(TASK STATEMENT): Reproduce every line of the material below word for word, with no changes.

(Dataset items)

----------

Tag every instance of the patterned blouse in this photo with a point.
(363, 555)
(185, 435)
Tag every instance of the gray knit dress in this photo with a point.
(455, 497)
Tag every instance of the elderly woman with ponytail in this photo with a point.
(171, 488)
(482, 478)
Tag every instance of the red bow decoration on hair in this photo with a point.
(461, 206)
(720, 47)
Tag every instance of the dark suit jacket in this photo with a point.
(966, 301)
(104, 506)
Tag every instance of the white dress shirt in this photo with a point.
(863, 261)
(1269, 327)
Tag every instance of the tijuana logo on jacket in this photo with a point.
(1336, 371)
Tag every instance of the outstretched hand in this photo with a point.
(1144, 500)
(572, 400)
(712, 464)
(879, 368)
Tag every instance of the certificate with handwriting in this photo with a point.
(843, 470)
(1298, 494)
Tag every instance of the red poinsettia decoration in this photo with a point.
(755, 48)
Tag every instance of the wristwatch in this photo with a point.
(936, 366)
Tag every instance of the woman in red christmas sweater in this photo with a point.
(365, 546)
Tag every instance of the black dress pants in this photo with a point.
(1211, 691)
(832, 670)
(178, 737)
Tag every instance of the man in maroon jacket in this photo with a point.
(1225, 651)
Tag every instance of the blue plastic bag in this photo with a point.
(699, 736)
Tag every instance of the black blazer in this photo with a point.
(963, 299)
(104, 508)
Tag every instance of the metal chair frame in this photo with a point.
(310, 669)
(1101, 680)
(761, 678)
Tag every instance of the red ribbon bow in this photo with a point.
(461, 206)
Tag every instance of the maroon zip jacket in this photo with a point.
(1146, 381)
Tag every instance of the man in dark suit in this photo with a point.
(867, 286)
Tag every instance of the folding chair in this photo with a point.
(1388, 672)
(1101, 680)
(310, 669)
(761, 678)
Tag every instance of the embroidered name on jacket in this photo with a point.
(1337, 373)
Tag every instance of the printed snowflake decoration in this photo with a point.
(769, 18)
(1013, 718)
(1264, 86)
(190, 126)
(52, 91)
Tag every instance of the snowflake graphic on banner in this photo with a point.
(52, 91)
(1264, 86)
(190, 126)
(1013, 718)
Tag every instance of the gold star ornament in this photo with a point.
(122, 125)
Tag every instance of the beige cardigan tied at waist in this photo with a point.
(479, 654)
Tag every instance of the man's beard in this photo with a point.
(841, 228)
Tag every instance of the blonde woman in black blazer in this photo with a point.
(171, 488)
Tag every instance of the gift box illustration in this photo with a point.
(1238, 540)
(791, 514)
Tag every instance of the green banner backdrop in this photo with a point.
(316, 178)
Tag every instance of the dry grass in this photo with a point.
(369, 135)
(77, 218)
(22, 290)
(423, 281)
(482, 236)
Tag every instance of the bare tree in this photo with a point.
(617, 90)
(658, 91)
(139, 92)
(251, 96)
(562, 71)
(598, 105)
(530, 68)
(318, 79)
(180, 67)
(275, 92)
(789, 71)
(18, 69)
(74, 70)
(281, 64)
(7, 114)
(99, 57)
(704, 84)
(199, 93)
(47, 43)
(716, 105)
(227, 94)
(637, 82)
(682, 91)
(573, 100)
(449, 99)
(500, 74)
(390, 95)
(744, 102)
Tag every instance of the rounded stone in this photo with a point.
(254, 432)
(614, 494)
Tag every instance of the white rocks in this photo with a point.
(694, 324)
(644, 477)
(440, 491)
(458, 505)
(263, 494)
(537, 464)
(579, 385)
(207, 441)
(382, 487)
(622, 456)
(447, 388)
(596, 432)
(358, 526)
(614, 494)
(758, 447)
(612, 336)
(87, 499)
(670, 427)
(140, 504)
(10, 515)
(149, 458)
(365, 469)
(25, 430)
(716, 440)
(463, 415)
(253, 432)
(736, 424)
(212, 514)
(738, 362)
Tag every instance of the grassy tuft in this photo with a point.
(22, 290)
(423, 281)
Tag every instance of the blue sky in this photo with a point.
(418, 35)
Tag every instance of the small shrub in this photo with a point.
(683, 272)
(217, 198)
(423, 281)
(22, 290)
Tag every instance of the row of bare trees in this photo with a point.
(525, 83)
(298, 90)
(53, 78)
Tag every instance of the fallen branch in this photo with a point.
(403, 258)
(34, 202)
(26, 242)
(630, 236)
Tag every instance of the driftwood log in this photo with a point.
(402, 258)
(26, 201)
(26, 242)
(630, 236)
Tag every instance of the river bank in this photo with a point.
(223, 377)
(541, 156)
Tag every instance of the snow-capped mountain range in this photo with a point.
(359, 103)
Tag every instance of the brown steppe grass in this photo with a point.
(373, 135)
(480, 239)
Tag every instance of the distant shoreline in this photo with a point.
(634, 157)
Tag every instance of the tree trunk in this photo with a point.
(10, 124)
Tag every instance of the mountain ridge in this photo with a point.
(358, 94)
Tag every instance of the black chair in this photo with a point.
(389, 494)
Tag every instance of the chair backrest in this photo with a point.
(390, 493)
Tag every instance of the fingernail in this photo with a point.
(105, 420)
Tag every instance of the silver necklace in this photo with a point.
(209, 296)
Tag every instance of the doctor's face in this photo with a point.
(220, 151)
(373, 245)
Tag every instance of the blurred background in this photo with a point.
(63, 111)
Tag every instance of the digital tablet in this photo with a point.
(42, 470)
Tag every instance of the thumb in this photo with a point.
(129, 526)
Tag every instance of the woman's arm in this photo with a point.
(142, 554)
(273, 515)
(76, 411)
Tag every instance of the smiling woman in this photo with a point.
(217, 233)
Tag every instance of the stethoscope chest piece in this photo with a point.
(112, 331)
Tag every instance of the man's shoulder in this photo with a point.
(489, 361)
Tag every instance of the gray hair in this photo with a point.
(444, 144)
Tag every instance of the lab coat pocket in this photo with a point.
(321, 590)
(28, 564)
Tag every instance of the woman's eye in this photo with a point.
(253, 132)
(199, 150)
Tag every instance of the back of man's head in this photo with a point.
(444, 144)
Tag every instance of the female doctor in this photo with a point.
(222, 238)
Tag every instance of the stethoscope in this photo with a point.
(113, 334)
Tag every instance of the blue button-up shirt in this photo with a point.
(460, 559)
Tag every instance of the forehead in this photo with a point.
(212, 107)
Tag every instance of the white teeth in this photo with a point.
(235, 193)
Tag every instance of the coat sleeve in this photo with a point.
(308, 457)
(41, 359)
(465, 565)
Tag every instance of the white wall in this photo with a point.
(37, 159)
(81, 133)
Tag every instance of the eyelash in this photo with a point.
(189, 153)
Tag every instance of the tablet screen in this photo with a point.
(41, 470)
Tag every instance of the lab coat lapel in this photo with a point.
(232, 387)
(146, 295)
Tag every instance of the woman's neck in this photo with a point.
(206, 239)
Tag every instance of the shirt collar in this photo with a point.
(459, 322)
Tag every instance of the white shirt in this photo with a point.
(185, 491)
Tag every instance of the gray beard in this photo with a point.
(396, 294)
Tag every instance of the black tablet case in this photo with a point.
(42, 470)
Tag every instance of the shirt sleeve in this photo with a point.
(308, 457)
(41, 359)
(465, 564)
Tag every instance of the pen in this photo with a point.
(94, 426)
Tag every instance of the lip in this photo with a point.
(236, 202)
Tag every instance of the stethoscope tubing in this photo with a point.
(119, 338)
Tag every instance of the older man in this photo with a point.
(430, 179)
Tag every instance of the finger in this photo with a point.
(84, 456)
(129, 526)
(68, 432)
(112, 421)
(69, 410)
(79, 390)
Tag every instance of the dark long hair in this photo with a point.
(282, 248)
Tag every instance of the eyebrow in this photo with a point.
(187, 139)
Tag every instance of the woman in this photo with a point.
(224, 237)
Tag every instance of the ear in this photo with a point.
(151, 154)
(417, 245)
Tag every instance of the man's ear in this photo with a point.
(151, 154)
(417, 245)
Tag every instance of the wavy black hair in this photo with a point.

----------

(RESPONSE TO THIS TASK):
Tag every instance of the patterned blouse in this photo with a point.
(363, 555)
(185, 435)
Tag every instance of the gray knit dress in this photo with a point.
(455, 497)
Tag every instance of the elderly woman with ponytail in this photo with a point.
(171, 488)
(482, 478)
Tag every instance of the red bow decoration on hair in this photo with a point.
(461, 206)
(720, 47)
Tag every instance of the dark suit jacket in this photo with a point.
(966, 301)
(104, 506)
Tag every instance of the white dress shirt in this photo with a point.
(863, 261)
(1269, 327)
Tag every instance of the tijuana logo on jacket in this photo with a point.
(1336, 371)
Tag every instance of the outstretched hand in this photo with a point.
(1144, 500)
(572, 400)
(712, 464)
(879, 368)
Tag every instance of the certificate with handwriting in this photo with a point.
(843, 470)
(1298, 494)
Tag every instance of the red poinsettia decoration in this photo with a point.
(755, 48)
Tag every instance of the wristwatch in this photo with a point.
(936, 366)
Tag every instance of the woman in red christmas sweater in this photo with a point.
(365, 546)
Tag every instance of the black dress pants in this photo with a point.
(1211, 691)
(832, 670)
(178, 737)
Tag every instance of the man in maroon jacket in this photo with a point.
(1225, 651)
Tag every instance of the blue plastic bag in this photo with a point.
(699, 736)
Tag every instance of the black blazer in this photo with a point.
(963, 299)
(104, 508)
Tag every instance of the metal chair frame in this photo with a point.
(310, 669)
(1101, 680)
(761, 678)
Tag every instance of the red ribbon bow in this photo with a point.
(461, 206)
Tag every instance of the maroon zip jacket in this photo with a point.
(1146, 381)
Tag every instance of the man in dark suit in this photo with a point.
(867, 286)
Tag every instance of the folding chair in this photo with a point.
(1388, 672)
(1101, 680)
(310, 669)
(761, 678)
Tag every instance of the embroidered name on jacket in this photo with a point.
(1337, 373)
Tag every instance of the printed snowflake decoration in this photo with a point.
(769, 18)
(1013, 718)
(1264, 86)
(190, 126)
(52, 91)
Tag every instance of the snowflake graphic on banner in this photo with a point.
(52, 91)
(1264, 86)
(190, 126)
(1013, 718)
Tag every instance of the gold star ornament in this photo with a point.
(122, 125)
Tag every instance of the beige cardigan tied at waist in this photo with a point.
(479, 654)
Tag every instance of the man's beard in this photo with a point.
(841, 228)
Tag every instance of the blonde woman in black blazer in this photo with a point.
(171, 488)
Tag every instance of the gift box illustration in this photo with a point.
(1238, 540)
(791, 514)
Tag every instance of the green banner backdrop in this photo with a point.
(316, 178)
Tag every instance of the dry grass in this photo with a point.
(369, 135)
(77, 218)
(22, 290)
(423, 281)
(482, 236)
Tag every instance of the bare tree in this photo with a point.
(617, 90)
(658, 91)
(139, 92)
(251, 96)
(562, 71)
(598, 105)
(530, 68)
(318, 79)
(180, 67)
(275, 92)
(789, 71)
(18, 69)
(74, 70)
(281, 64)
(7, 114)
(99, 57)
(704, 84)
(199, 93)
(47, 43)
(716, 105)
(227, 94)
(637, 82)
(682, 91)
(573, 100)
(449, 99)
(500, 74)
(390, 95)
(744, 102)
Tag every instance of the rounded stone in this photo with a point.
(254, 432)
(614, 494)
Tag every instance of the white rocks in this photo with a point.
(694, 324)
(644, 477)
(440, 491)
(458, 505)
(263, 494)
(537, 464)
(579, 385)
(207, 441)
(382, 487)
(622, 456)
(447, 388)
(596, 432)
(358, 526)
(614, 494)
(758, 447)
(612, 336)
(87, 499)
(670, 427)
(140, 504)
(10, 515)
(149, 458)
(365, 469)
(25, 430)
(716, 440)
(463, 415)
(253, 432)
(736, 424)
(212, 514)
(738, 362)
Tag every instance of the grassy tuft in this photo with a point.
(22, 290)
(423, 281)
Tag every instance of the blue sky in this photo with a point.
(418, 35)
Tag every instance of the small shrub in this photo with a point.
(683, 272)
(217, 198)
(423, 281)
(22, 290)
Tag every instance of the row of bare trees in this photo with a point.
(525, 83)
(298, 90)
(53, 78)
Tag every instance of the fallen branch in this photo with a point.
(403, 258)
(34, 202)
(26, 242)
(630, 236)
Tag every instance of the driftwood log in this photo with a point.
(402, 258)
(26, 201)
(26, 242)
(630, 236)
Tag every instance of the river bank in this photo with a point.
(223, 377)
(541, 156)
Tag every instance of the snow-capped mountain range in this photo with a point.
(359, 103)
Tag every instance of the brown steppe grass in this photo with a point.
(373, 135)
(480, 239)
Tag every instance of the distant shoreline in this photo with a point.
(634, 157)
Tag every instance of the tree trunk in this photo with a point.
(10, 124)
Tag every instance of the mountain ridge in this photo with a point.
(358, 94)
Tag every instance of the black chair in this photo with a point.
(389, 494)
Tag every instance of the chair backrest in this photo with a point.
(390, 493)
Tag every instance of the fingernail in this photo with a point.
(105, 420)
Tag every instance of the silver necklace in this photo with a point.
(209, 296)
Tag every instance of the doctor's face in this photo with a point.
(220, 151)
(373, 245)
Tag every instance of the blurred background in this photo with a point.
(63, 111)
Tag every instance of the digital tablet in this photo with a point.
(42, 470)
Tag every instance of the thumb in this photo with a point.
(129, 526)
Tag every instance of the woman's arm in this photo with a point.
(142, 554)
(273, 515)
(76, 411)
Tag every instance of the smiling woman in this photo with a point.
(217, 233)
Tag every instance of the stethoscope chest piece in this photo with a point.
(112, 331)
Tag every instance of the man's shoulder in this photo with a point.
(489, 361)
Tag every instance of the gray hair in this photo with a point.
(444, 144)
Tag every instance of the lab coat pocket in this photo with a point.
(321, 590)
(28, 564)
Tag every instance of the woman's eye in this photo with a point.
(253, 132)
(199, 150)
Tag every instance of the back of man's head in this photo with a point.
(444, 144)
Tag every instance of the female doctor in this photo with a point.
(222, 238)
Tag every instance of the stethoscope in this photo with a point.
(113, 334)
Tag every instance of the blue button-up shirt in this photo with a point.
(460, 559)
Tag every instance of the forehead in this photo with a point.
(212, 107)
Tag every instance of the white teeth in this photo with a point.
(235, 193)
Tag every instance of the coat sleeve in this photo with a point.
(308, 457)
(41, 359)
(465, 565)
Tag every instance of the white wall in this photo with a point.
(37, 159)
(81, 133)
Tag every instance of the eyelash in this photo with a point.
(189, 153)
Tag every instance of the tablet screen in this photo with a point.
(41, 470)
Tag every instance of the lab coat lapel in this photo with a point.
(232, 387)
(146, 295)
Tag every instance of the woman's neck in this photo with a point.
(206, 239)
Tag every instance of the shirt collar in this photo with a point.
(459, 322)
Tag every instance of the white shirt in this photo with a point.
(185, 491)
Tag every instance of the gray beard in this photo with a point.
(396, 294)
Tag every instance of the black tablet case in this photo with a point.
(42, 470)
Tag every instance of the shirt sleeve in this photo with a point.
(308, 457)
(41, 359)
(465, 564)
Tag every instance of the pen in this photo with a point.
(94, 426)
Tag every instance of the lip in this photo with a point.
(236, 202)
Tag every instance of the stethoscope tubing in this photo with a point.
(119, 338)
Tag every instance of the older man in this photo with a point.
(430, 179)
Tag every instance of the finger in this photo with a point.
(84, 456)
(129, 526)
(68, 432)
(112, 421)
(69, 410)
(79, 390)
Tag every instance of the dark long hair in this photo with a point.
(282, 248)
Tag every instance of the eyebrow in this photo with a point.
(187, 139)
Tag every instance of the woman in this photo with a point.
(224, 237)
Tag every instance of the ear in this photo with a point.
(151, 154)
(417, 245)
Tag every instance of the man's ear in this photo with a point.
(151, 154)
(417, 245)
Tag every instance of the wavy black hair in this photo with a point.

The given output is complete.